▶ SEITE:
Grether, Hans 

Geburtsdatum/-ort: 25.04.1880;  Lörrach
Sterbedatum/-ort: 25.10.1925; La Paz, Bolivien (aber Grabplatte: 26. 10. 1925)
Beruf/Funktion:
  • Ingenieur, Statiker, Brücken- und Bahnbauer
Kurzbiografie: 1886-1890 Volks- und Realschule Lörrach
1891-1899 Realgymnasium Lörrach und Karlsruhe
1899-1905 Studium des Maschinenwesens an der Technischen Hochschule, heute Universität Karlsruhe, anschließend einjähriges Praktikum bei der Firma Maschinenbaugesellschaft Nürnberg
1901-1902 aktiver Militärdienst
1908 Promotion zum Dr.-Ing. an der Technischen Hochschule Karlsruhe
1909-1914 Arbeit an der Neukonstruktion der Quebec-Brücke in Kanada
1914-1918 Kriegsdienst, zuletzt Hauptmann im Generalstab
1919 Auswanderung nach Südamerika (Argentinien, dann Bolivien)
1921-1925 Leitung der Eisenbahnstudien-Kommission der bolivianischen Regierung
Weitere Angaben zur Person: Religion: ev.
Eltern: Vater: Karl Adolf (1845-1901) Landwirt
Mutter: Christine, geb. Resch (1861-1938)
Geschwister: 6: Anna Maria Vortisch-Grether, Karl Adolf, Elisabeth Fünfgeld-Grether, Anna Christine Grether-Grether, Emma Frieda Kammüller-Grether und Hermann
GND-ID: GND/1012267717

Biografie: Fred Ludwig Sepaintner (Autor)

▶ SCHRIFTLICHER AUFTRAG 1: Gib aus den Datensätzen unten jede Zeile zurück, in der die Zeichenfolge „tactical“ vorkommt. Groß- und Kleinschreibung sind dabei zu beachten.

▶ AUFLISTUNG:

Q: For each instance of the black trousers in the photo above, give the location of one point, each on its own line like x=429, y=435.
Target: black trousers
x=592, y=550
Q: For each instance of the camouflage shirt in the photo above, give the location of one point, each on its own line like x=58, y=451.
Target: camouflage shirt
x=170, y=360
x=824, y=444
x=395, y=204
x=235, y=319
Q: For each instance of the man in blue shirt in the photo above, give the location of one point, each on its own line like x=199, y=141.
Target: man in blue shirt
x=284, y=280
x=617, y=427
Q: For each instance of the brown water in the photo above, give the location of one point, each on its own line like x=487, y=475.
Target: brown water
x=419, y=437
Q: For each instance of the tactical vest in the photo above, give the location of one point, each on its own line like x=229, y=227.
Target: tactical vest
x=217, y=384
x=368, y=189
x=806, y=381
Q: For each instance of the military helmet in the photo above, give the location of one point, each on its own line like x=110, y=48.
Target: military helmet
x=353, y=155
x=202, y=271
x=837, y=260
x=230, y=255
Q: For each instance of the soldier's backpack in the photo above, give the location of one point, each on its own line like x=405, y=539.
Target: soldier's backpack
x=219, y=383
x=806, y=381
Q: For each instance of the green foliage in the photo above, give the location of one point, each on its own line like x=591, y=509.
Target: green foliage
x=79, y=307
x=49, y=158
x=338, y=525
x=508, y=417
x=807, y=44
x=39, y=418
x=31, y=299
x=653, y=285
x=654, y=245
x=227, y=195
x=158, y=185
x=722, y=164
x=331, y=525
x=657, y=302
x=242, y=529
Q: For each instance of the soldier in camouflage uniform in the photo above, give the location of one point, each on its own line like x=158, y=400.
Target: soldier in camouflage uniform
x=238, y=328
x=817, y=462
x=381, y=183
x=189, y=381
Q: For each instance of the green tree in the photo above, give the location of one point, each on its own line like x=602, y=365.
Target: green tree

▶ SCHRIFTLICHER AUFTRAG 2: Gib die Biografie von Hans Grether oben vollständig und unverändert wieder.

▶ ERGEBNIS 1:
Q: For each instance of the tactical vest in the photo above, give the location of one point, each on its own line like x=229, y=227.
Target: tactical vest

▶ ERGEBNIS 2:
Grether, Hans 

Geburtsdatum/-ort: 25.04.1880;  Lörrach
Sterbedatum/-ort: 25.10.1925; La Paz, Bolivien (aber Grabplatte: 26. 10. 1925)
Beruf/Funktion:
  • Ingenieur, Statiker, Brücken- und Bahnbauer
Kurzbiografie: 1886-1890 Volks- und Realschule Lörrach
1891-1899 Realgymnasium Lörrach und Karlsruhe
1899-1905 Studium des Maschinenwesens an der Technischen Hochschule, heute Universität Karlsruhe, anschließend einjähriges Praktikum bei der Firma Maschinenbaugesellschaft Nürnberg
1901-1902 aktiver Militärdienst
1908 Promotion zum Dr.-Ing. an der Technischen Hochschule Karlsruhe
1909-1914 Arbeit an der Neukonstruktion der Quebec-Brücke in Kanada
1914-1918 Kriegsdienst, zuletzt Hauptmann im Generalstab
1919 Auswanderung nach Südamerika (Argentinien, dann Bolivien)
1921-1925 Leitung der Eisenbahnstudien-Kommission der bolivianischen Regierung
Weitere Angaben zur Person: Religion: ev.
Eltern: Vater: Karl Adolf (1845-1901) Landwirt
Mutter: Christine, geb. Resch (1861-1938)
Geschwister: 6: Anna Maria Vortisch-Grether, Karl Adolf, Elisabeth Fünfgeld-Grether, Anna Christine Grether-Grether, Emma Frieda Kammüller-Grether und Hermann
GND-ID: GND/1012267717

Biografie: Fred Ludwig Sepaintner (Autor)